(Entries drawn from a collection)
•••••
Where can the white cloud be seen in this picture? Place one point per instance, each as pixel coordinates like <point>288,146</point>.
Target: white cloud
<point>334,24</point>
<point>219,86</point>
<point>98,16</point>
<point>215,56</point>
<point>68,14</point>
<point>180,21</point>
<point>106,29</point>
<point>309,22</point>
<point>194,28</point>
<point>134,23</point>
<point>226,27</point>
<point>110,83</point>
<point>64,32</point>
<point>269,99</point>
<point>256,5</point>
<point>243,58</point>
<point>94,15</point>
•••••
-- GOAL OF THE EXERCISE --
Reproduce the listing above word for word, changing nothing.

-- SOLUTION TO THIS PROBLEM --
Where can the white cloud be seen in this picture? Place one point per instance, each as pixel coordinates like <point>288,146</point>.
Target: white cloud
<point>334,24</point>
<point>219,86</point>
<point>98,16</point>
<point>215,56</point>
<point>68,14</point>
<point>180,21</point>
<point>106,29</point>
<point>309,22</point>
<point>194,28</point>
<point>134,23</point>
<point>226,27</point>
<point>110,83</point>
<point>64,32</point>
<point>269,99</point>
<point>256,5</point>
<point>243,58</point>
<point>94,15</point>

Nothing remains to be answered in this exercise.